= What is being asked =
Reproduce the material below verbatim, line for line, and omit the pictures from your copy.
==*==
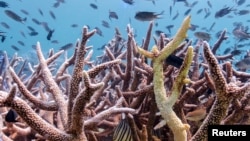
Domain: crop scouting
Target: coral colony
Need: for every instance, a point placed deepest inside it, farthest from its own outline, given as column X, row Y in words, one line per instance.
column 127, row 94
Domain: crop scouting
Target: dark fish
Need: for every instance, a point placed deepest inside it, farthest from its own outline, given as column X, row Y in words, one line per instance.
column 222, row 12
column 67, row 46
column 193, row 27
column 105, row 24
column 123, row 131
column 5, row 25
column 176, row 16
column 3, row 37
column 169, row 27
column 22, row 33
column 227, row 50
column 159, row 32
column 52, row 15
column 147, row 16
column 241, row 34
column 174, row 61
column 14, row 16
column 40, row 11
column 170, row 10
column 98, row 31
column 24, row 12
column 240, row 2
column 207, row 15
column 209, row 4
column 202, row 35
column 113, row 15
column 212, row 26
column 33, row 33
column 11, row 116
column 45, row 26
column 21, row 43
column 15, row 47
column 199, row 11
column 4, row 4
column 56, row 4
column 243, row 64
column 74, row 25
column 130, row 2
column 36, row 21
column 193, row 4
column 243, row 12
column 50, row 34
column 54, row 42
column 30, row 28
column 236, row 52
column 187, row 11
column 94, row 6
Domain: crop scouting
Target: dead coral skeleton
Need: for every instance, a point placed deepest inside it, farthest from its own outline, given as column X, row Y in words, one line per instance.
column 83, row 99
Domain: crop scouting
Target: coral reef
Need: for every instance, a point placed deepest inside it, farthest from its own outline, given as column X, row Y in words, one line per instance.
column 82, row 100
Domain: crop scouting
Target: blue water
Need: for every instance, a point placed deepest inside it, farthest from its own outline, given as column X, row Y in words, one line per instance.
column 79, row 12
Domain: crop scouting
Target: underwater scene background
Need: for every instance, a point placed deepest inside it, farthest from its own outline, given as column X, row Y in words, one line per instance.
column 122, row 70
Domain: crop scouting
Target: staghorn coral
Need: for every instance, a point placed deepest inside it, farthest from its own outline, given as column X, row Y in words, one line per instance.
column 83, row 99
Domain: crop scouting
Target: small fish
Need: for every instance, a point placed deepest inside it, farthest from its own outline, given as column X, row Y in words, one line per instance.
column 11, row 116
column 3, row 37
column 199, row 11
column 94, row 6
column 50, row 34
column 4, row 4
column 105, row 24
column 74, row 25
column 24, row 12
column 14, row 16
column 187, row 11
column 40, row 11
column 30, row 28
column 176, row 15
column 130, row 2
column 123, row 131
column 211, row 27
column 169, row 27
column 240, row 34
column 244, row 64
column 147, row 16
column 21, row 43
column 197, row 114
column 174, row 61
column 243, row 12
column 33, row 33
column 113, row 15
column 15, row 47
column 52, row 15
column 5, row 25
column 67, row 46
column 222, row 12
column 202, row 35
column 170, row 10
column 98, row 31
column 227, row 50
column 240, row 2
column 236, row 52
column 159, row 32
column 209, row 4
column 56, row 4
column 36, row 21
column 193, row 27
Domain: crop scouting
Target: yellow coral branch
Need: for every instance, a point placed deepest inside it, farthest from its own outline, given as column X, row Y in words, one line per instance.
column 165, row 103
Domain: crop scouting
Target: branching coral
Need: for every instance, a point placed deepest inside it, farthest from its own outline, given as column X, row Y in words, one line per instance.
==*==
= Task output =
Domain: crop scouting
Target: coral colony
Need: for every instance, a point placed deepest inside it, farthest from its own outline, given as column X, row Y in words, one line per instance.
column 127, row 94
Domain: crop scouting
Target: dark fish
Need: for every instance, a point placed deepest inside it, farthest from its own outline, given as column X, row Y in words, one line per instance.
column 222, row 12
column 67, row 46
column 193, row 27
column 105, row 24
column 123, row 131
column 5, row 25
column 176, row 16
column 3, row 37
column 169, row 27
column 22, row 33
column 227, row 50
column 159, row 32
column 52, row 15
column 147, row 16
column 241, row 34
column 174, row 61
column 14, row 16
column 40, row 11
column 170, row 10
column 98, row 31
column 24, row 12
column 240, row 2
column 207, row 15
column 209, row 4
column 202, row 35
column 113, row 15
column 212, row 26
column 33, row 33
column 11, row 116
column 45, row 26
column 21, row 43
column 15, row 47
column 199, row 11
column 4, row 4
column 56, row 4
column 243, row 64
column 74, row 25
column 130, row 2
column 36, row 21
column 193, row 4
column 243, row 12
column 50, row 34
column 54, row 42
column 30, row 28
column 236, row 52
column 187, row 11
column 94, row 6
Domain: crop scouting
Target: dead coral skeleton
Need: for every instance, a point placed deepest inside it, farthest from its own outline, given as column X, row Y in words, one line per instance.
column 83, row 99
Domain: crop scouting
Target: coral reef
Need: for every instance, a point placed deepest inside it, farthest from its own outline, given as column X, row Y in words, one line per instance.
column 82, row 100
Domain: crop scouting
Target: blue water
Need: for every instance, a point placed deepest inside it, farthest from its own outline, given as column X, row Y in words, one line per instance.
column 79, row 12
Domain: crop scouting
Target: underwater scene background
Need: for every instance, a point placed deepest inside it, farthest from its own outline, given as column X, row Y in words, one line per instance.
column 122, row 70
Domain: crop scouting
Target: staghorn coral
Need: for every instance, a point placed deepest inside it, farthest from its own outline, given as column X, row Y in words, one line per instance.
column 83, row 99
Domain: crop scouting
Target: small fish
Need: for every instance, a point placed deepest inside it, farthest from its own outline, given as column X, row Y in words, one line per instance.
column 11, row 116
column 3, row 37
column 199, row 11
column 94, row 6
column 50, row 34
column 4, row 4
column 105, row 24
column 74, row 25
column 24, row 12
column 14, row 16
column 187, row 11
column 40, row 11
column 30, row 28
column 176, row 15
column 130, row 2
column 123, row 131
column 211, row 27
column 169, row 27
column 240, row 34
column 244, row 64
column 147, row 16
column 21, row 43
column 197, row 114
column 174, row 61
column 243, row 12
column 33, row 33
column 113, row 15
column 15, row 47
column 52, row 15
column 5, row 25
column 67, row 46
column 222, row 12
column 202, row 35
column 170, row 10
column 98, row 31
column 227, row 50
column 240, row 2
column 236, row 52
column 159, row 32
column 209, row 4
column 56, row 4
column 36, row 21
column 193, row 27
Domain: crop scouting
Target: yellow coral branch
Need: for every instance, a point placed deepest inside it, farthest from its own outline, given as column X, row Y in words, one line per instance.
column 165, row 103
Domain: crop scouting
Target: branching coral
Need: for every instance, a point placed deepest inside it, farthest from its own outline, given as column X, row Y in words, one line per instance.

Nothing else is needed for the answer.